Supplied text:
= = = = = = =

In his 1979 song, Gotta Serve Somebody, Bob Dylan was writing about finding meaning in life through service to God. What is unmistakable in the lyrics, is the point that no matter who we are on this planet, well…yes indeed, we are going to have to serve somebody.

What is surprising then, is how much of Leadership and Management dialogue is focused on how to effectively lead your company, organisation or team and so little on the ‘role’ leaders have to play in the service of those they work beside and report to. It is almost like half of the equation has been missed.


Faced with a boss who is difficult or a dysfunctional Executive team, of which they are a member, I have watched leaders respond to the challenge of followership in various ways. Some take a passive approach, accepting things as they are and focus their effort and attention on their team. Often, they will actively shield their team from any trouble or turmoil at the top. 

Others do the reverse, they seem to manage up better than they manage down. Perhaps trying to secure promotions or their next career move or at least seek favour with those they report to.

And then there are a group who will actively and sometimes aggressively, represent their own interest or that of their team, in many ways contributing to the dysfunctional nature of their relationship with their boss, their peers and the Executive Team of which they are a member. 

Note: Patrick Lencioni discusses this when he talks about Leaders understanding that their Number One Team is NOT the team they lead, which seems perfectly natural, but rather it is the Team they are part of, the Executive Team. (Your #1 Team Patrick Lencioni)

The reality is, it is a mistake to just look at your Leadership through the prism of the team you lead. Being able to build and nurture strong relationships with those above you in the chain of command and building effective working relationships with your peers is part of the deal. The other half of Leadership is followership.


I have often spoken with Leaders about this challenge and have begun by asking them a simple question. “Describe for me, your approach to leading YOUR TEAM.”

The responses naturally vary but generally it will go something like this.

“Well I try to be open and honest. I think you should treat people fairly and with respect.  I am truthful about their performance, but I do best to create an environment where they can be successful. That is my primary role. To help them be better in some way. You have to be selfless and to genuinely care.” 

Then I will ask this question. “If you were to describe being a good team member, would the same depiction apply?”

Overwhelmingly the responses are ‘Yes’.

Then “why is it…” I ask, “that you cannot apply those exact same principles to the relationship you have with your boss and your peers?”

Then come the excuses. Usually two of them.

1.    I am not the Leader.

2.    I have to follow orders.


Followership is possibly a greater test of Leadership than leading a team because the simple fact is you DON’T have title, position or authority. Without authority or position, all you have left is influence and that is perhaps leadership in its purest form.

Again, if you talk with leaders about the greatest success they have had with teams they have led, they will almost exclusively talk about how they have built strong relationships, given guidance and direction and generally created a set of conditions in which the person concerned has improved either in terms of their performance or their attitude.

= = = = = = =

Work to complete:
1. According to the leadership article, what two excuses do leaders usually give for not applying their team principles to their boss and peers?
2. From the leadership article, return the passage from "In his 1979" up to and including "has been missed.", copied word for word.

(Object detection entries)
= = = = = = =

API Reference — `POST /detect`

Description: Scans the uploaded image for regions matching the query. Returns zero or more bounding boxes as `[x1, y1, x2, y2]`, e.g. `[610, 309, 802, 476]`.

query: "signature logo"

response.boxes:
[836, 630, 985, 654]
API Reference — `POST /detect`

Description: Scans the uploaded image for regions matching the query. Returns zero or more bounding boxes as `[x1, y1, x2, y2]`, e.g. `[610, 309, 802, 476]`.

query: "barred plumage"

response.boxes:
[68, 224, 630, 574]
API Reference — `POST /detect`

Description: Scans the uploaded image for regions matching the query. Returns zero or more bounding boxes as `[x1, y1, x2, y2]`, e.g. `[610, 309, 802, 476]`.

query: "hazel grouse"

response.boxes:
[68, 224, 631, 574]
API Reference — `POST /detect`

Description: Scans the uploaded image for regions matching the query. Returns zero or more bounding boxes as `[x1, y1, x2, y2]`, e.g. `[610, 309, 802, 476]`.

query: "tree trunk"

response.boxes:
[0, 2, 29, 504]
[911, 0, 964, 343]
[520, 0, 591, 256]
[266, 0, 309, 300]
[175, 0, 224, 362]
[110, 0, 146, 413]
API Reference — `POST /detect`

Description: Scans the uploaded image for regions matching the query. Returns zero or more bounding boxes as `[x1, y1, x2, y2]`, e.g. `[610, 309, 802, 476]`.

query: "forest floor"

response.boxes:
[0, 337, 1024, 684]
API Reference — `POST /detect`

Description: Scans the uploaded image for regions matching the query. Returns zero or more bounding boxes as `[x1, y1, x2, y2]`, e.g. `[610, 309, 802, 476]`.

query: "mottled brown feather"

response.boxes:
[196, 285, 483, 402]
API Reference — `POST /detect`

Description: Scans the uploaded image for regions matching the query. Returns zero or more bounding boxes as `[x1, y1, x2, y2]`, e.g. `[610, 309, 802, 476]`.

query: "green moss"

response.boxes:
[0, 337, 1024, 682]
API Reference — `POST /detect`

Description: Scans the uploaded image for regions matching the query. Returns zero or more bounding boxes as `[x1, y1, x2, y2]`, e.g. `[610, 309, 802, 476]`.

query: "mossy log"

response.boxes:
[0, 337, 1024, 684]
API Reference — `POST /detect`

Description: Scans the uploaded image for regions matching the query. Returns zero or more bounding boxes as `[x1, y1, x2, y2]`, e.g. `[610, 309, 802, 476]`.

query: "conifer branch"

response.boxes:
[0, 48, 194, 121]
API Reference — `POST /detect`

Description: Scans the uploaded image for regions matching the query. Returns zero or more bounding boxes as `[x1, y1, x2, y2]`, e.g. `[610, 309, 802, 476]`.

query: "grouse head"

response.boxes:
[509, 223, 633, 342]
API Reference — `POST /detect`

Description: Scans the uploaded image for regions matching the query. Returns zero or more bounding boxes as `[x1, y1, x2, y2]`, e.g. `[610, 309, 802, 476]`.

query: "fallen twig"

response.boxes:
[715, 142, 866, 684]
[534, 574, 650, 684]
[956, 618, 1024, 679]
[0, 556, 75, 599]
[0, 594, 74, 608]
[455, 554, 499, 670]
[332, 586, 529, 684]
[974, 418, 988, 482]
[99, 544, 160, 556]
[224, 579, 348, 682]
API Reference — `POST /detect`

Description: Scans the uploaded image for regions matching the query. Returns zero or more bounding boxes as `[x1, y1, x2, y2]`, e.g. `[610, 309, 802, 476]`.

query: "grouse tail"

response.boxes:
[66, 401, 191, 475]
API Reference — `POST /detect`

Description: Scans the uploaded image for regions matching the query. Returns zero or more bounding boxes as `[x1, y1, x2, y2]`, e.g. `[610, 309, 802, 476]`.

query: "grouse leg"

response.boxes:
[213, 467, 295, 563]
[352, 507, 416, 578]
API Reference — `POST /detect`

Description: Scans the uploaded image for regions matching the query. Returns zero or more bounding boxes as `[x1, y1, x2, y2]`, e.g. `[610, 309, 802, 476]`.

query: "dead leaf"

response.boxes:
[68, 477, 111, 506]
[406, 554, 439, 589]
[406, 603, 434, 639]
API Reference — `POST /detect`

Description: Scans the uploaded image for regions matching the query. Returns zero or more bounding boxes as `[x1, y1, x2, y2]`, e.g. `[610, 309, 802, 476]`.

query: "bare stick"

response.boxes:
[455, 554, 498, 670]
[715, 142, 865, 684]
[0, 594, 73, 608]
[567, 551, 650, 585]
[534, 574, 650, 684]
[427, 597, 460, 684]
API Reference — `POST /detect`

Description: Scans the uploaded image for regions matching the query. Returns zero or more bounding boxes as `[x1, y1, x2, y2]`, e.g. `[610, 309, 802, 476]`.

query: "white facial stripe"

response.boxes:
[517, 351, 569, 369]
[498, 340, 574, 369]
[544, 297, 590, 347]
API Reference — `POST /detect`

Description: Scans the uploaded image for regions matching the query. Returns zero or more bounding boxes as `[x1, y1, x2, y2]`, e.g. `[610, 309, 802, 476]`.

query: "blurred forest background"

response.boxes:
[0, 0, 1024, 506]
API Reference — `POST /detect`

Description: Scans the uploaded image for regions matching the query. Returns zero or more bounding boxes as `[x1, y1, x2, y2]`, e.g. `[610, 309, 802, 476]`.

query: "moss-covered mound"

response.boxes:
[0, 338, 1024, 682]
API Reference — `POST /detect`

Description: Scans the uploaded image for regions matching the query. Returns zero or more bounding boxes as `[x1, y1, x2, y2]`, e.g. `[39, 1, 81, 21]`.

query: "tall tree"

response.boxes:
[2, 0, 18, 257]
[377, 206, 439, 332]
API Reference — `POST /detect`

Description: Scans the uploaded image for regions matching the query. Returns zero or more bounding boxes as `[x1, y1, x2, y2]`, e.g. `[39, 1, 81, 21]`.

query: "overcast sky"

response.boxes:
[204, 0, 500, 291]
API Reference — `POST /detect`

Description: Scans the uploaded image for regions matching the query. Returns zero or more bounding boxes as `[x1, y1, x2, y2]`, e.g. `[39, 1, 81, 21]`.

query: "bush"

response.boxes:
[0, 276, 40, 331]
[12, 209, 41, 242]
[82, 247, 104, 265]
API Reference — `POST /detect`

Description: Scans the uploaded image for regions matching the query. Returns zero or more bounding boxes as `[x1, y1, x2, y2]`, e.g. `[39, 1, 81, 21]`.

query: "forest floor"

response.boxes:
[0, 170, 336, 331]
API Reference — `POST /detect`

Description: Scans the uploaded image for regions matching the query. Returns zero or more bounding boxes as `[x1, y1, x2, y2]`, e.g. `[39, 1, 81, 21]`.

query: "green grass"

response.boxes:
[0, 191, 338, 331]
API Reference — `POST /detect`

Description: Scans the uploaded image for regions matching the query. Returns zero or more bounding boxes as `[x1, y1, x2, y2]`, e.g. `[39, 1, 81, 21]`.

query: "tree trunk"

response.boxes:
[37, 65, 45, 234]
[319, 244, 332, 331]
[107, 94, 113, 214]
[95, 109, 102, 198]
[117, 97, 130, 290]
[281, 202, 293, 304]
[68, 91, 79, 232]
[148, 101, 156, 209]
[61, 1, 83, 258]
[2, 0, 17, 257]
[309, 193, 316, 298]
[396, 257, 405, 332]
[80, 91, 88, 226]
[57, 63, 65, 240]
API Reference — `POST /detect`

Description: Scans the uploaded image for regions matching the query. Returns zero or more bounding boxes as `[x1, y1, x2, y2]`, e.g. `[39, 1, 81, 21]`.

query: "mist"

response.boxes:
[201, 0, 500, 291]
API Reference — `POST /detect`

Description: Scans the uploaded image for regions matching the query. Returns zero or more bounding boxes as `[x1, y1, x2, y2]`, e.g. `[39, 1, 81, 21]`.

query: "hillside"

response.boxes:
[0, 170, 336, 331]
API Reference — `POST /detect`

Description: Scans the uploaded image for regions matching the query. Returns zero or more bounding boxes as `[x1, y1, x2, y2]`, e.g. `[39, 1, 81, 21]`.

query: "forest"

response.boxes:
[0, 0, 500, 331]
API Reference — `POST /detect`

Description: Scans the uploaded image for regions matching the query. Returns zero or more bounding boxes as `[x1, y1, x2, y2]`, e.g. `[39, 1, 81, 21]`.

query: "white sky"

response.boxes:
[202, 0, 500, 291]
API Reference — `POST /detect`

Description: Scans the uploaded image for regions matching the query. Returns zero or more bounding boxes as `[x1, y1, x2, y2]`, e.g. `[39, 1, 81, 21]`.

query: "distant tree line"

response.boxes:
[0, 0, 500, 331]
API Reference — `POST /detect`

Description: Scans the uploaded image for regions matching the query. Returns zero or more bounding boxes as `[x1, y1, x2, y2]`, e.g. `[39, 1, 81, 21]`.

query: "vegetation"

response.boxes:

= = = = = = =

Responses to the exercise:
1. "I am not the Leader" and "I have to follow orders."

2.
In his 1979 song, Gotta Serve Somebody, Bob Dylan was writing about finding meaning in life through service to God. What is unmistakable in the lyrics, is the point that no matter who we are on this planet, well…yes indeed, we are going to have to serve somebody.

What is surprising then, is how much of Leadership and Management dialogue is focused on how to effectively lead your company, organisation or team and so little on the ‘role’ leaders have to play in the service of those they work beside and report to. It is almost like half of the equation has been missed.